EXCERTO CITADO
Há mais fronteiras europeias questionadas do que as reclamadas pelo imperialismo russo – e Portugal está envolvido
Por Francisco Laranjeira
A invasão da Ucrânia pela Rússia está a redefinir as fronteiras historicamente instáveis da Europa. Além do desejo imperialista russo, há muitas linhas divisórias em outras zonas do Velho Continente que nem sempre contam com a aprovação dos países vizinhos ou, pelo menos, de sectores irredentistas que reivindicam o seu próprio mapa nacional. E, sim, Portugal entra neste ‘particular’.
A Espanha é um dos países europeus com maior número de enclaves questionados pelos vizinhos, sobretudo no norte de África. Apesar de estar sob administração espanhola há cinco séculos, muito antes da existência de Marrocos como país, o reino alauíta incita regularmente a sua propaganda anexionista. Às cidades autónomas de Ceuta e Melilla, com mais de 80 mil habitantes cada, acrescem-se as praças de soberania ao largo da costa de Marrocos: as ilhas Chafarinas, as ilhas Alhucemas e o ilhote de Vélez de la Gomera. A ilhota Perejil, desabitada, sofreu um incidente militar há 20 anos.
Há ainda uma ‘questão’ com Portugal por causa da cidade de Olivença, na província de Badajoz – ocupada pelo exército espanhol no início do século XIX, o território passou para a Coroa espanhola em tratados da época, nunca anulados ou regovados. Portugal não reivindica formalmente Olivença ou a vizinha cidade de Táliga mas também não renuncia a sua reivindicação.
Também na Península Ibérica está a questão do rochedo de Gibraltar com o Reino Unido. Ocupado pelos britânicos no início do século XVIII, a cessão foi ratificada no Tratado de Utrecht. As reivindicações históricas dos diferentes governos espanhóis, com maior ou menor intensidade, foram sempre descartadas.
O Reino Unido não tem apenas Gibraltar como única questão pendente no Velho Continente. A principal das quais está na fronteira entre a Irlanda do Norte britânica e a República da Irlanda. Movimentos irredentistas irlandeses, com força política mas já afastado das armas, exigem a unidade da ilha como um só país. O traçado da fronteira, após a divisão da ilha na década de 1920, deixou a franja do território do Lough Foyle, no estuário do rio Foyle, cujas águas são ainda disputadas pelos dois Governos.
Mas não só: os britânicos têm outra questão pendente no continente com mais três países envolvidos, um deles novamente a Irlanda. A rocha inabitável de Rockall, no Atlântico Norte, pertence ao Reino Unido, mas as suas águas também são disputadas pela Irlanda, Islândia e Dinamarca (devido à proximidade das Ilhas Faroé). Os quatro países litigaram nas Nações Unidas mas ainda não conseguiram resolver a questão.

DESCRIÇÃO DA TAREFA
Prolongue o artigo acima sobre as fronteiras europeias disputadas, retomando-o a seguir à última frase apresentada.

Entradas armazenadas
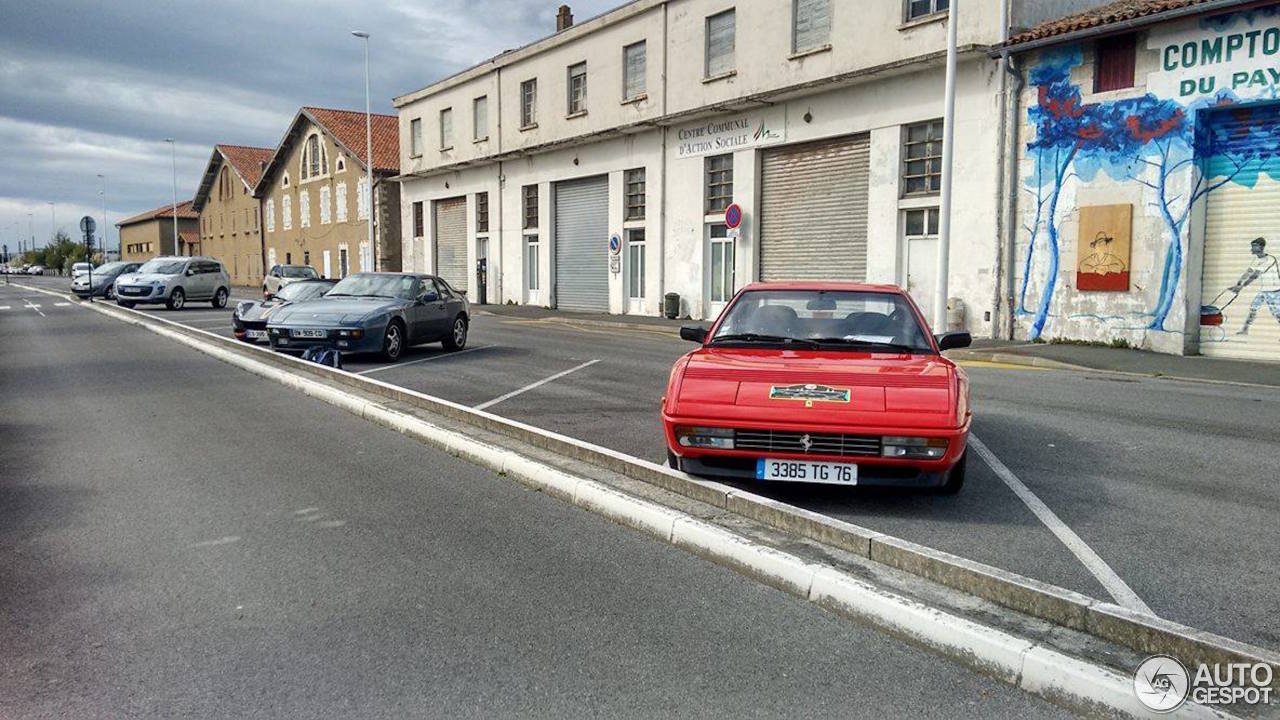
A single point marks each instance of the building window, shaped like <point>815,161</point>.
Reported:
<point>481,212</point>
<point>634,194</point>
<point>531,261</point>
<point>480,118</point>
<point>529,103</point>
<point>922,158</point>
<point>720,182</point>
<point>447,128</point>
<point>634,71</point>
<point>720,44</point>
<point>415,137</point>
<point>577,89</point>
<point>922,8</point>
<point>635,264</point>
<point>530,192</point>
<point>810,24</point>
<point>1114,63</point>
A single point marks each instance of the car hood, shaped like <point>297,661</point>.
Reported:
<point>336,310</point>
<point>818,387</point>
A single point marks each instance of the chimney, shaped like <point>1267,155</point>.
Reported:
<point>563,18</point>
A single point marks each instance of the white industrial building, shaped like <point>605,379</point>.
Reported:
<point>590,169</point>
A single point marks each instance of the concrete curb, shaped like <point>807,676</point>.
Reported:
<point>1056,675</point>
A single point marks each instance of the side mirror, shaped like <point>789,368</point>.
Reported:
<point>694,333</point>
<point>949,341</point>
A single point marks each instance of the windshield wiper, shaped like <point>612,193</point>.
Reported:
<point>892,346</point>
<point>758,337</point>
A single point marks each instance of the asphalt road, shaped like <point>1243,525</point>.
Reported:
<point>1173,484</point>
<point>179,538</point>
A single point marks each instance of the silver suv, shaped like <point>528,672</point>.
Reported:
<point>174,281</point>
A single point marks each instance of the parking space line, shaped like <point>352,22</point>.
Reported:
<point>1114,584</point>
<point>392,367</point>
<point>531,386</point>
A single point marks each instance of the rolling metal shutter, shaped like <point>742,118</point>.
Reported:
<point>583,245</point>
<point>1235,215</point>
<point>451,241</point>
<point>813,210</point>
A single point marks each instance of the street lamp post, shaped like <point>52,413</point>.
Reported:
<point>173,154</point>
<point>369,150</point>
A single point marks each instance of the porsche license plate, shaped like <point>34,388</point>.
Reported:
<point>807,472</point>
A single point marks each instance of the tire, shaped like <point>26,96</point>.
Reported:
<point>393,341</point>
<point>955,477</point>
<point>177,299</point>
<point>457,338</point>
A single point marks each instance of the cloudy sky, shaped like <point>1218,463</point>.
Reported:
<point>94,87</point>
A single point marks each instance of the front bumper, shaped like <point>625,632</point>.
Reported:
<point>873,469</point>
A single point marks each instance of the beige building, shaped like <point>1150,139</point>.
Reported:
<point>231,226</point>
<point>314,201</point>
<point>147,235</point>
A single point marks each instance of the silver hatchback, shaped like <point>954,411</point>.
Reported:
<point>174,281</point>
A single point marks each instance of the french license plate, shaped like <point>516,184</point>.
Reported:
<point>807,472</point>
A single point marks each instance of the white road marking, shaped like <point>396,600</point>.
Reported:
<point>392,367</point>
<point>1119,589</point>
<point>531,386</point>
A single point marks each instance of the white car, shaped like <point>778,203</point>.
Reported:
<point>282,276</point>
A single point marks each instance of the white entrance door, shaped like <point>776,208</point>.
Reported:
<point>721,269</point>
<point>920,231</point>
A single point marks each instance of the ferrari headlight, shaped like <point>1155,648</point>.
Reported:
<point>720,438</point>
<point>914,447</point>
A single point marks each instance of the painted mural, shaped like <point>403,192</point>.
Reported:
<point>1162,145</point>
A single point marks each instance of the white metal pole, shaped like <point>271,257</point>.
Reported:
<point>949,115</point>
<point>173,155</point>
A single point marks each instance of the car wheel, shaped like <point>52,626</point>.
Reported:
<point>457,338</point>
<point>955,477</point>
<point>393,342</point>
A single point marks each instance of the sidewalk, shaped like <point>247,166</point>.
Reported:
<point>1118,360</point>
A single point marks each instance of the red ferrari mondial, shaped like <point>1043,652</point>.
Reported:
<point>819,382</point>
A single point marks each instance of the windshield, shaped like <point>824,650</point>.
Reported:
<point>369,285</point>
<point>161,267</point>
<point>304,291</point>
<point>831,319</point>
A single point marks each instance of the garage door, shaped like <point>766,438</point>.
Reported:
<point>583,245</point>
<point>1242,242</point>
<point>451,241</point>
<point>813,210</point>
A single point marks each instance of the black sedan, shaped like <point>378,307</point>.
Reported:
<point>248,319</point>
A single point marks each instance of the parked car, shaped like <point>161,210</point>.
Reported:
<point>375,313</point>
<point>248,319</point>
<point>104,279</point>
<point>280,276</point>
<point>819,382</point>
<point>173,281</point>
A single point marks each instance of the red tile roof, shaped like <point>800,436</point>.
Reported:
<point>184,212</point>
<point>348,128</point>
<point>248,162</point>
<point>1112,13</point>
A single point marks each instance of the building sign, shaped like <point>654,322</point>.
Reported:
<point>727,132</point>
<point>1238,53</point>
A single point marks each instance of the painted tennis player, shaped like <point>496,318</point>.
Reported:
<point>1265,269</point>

...

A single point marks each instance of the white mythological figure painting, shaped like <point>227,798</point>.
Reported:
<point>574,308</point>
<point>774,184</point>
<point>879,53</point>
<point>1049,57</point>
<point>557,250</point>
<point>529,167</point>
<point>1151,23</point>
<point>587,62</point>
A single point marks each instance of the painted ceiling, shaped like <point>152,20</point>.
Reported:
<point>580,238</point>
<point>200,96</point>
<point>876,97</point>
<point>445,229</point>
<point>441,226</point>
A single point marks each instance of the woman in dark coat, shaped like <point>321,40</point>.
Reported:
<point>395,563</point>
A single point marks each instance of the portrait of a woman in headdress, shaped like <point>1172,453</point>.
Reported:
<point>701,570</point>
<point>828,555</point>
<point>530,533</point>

RESULTADO DO EXERCÍCIO
No continente, o Lago de Constança, que separa Suíça, Áustria e Alemanha, é controverso. Oficialmente não há uma fronteira traçada pois não há acordo entre os países. A Suíça acredita que a linha deve ser traçada no meio do lago, a Áustria é a favor de uma soberania partilhada pelos três países e a Alemanha não tem uma posição oficial. Enquanto isso, essa anomalia internacional continua.
Entre a Alemanha e os Países Baixos também havia uma questão de fronteira não resolvida até a última década. O controlo das águas do estuário do rio Ems, que divide os dois países, foi objeto de litígio mas as negociações bilaterais resolveram a questão com um acordo para a distribuição entre os dois.
O topo do Mont Blanc, na cordilheira dos Alpes, não escapa à polémica numa disputa entre França e Itália. Embora tenham concordado em partilhá-lo desde meados do século XIX, os institutos geográficos dos respetivos países apropriaram-se da totalidade nas respetivas cartografias.
Os Balcãs também são uma zona ‘instável’ de fronteiras, sobretudo devido à guerra. O mais importante de todos, Kosovo, um Estado com reconhecimento limitado após a sua declaração unilateral de independência. A Sérvia ainda o considera uma região autónoma dentro do seu território. Metade dos países das Nações Unidas não reconhecem o Kosovo como um estado soberano, algo que acontece, por exemplo, na FIFA.
A Sérvia também tem questões com a Croácia, nas ilhas de Vukovar e Sarengrad, no Danúbio, uma fronteira natural; e com a Bósnia e Herzegovina, através do enclave de Sastavci, território bósnio dentro das fronteiras sérvias.
Bósnia e Croácia, por sua vez, disputam as ilhotas de Veliki Skolj e Mali Skolj, na costa de Neum, a única saída da Bósnia para o mar. A Croácia também tem um problema com a Eslovénia sobre o Golfo de Piran, cujas águas continuam em disputa, e, no interior, sobre um complexo militar fronteiriço perto de Sveta Gera. A ilha montenegrina de Prevlaka também é reivindicada pela Croácia.
Há mais ilhas em disputa: no sudente da Europa, Imia, como os gregos a chamam; ou Kardak, como os turcos chamam. Grécia e Turquia, historicamente maus vizinhos, por sua vez mantêm inúmeras disputas sobre a delimitação de águas territoriais, zonas económicas exclusivas e espaço aéreo.
Mais relevante ainda é a disputa na ilha de Chipre, dividida em duas após a invasão turca na década de 1970. A República Turca de Chipre do Norte, conhecida como Chipre do Norte, só é reconhecida como estado pela Turquia. Apesar da divisão, o Chipre ‘reclama’ com o Reino Unido sobre as bases soberanas de Akrotiri, no sul da ilha, e Dekelia, próximo à fronteira com o norte de Chipre – os britânicos garantiram essas áreas na década de 1960 após a independência da sua antiga colónia para manter o controlo das suas bases militares na ilha. Londres nunca demonstrou qualquer intenção de as abandonar, apesar de ser vista em Chipre como uma mancha colonial.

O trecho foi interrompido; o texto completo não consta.